─── Data records
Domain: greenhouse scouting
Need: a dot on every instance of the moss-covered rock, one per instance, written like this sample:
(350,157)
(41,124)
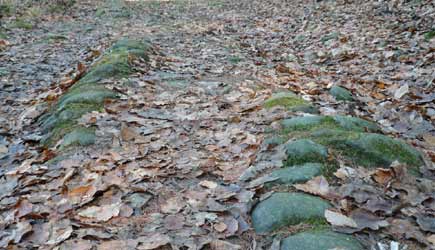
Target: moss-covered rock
(320,240)
(339,122)
(340,93)
(305,151)
(285,209)
(368,149)
(89,94)
(290,101)
(79,136)
(297,174)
──────
> Stated problem
Reproduce all of the data above word for word, leaving out the picture.

> Right answer
Domain: greenhouse scouting
Need: a dot on every instance of the moss-covered rock, one per instance, written like this sample:
(350,157)
(41,124)
Target: moss-covered rock
(320,240)
(339,122)
(340,93)
(305,151)
(285,209)
(368,149)
(89,94)
(290,101)
(79,136)
(297,174)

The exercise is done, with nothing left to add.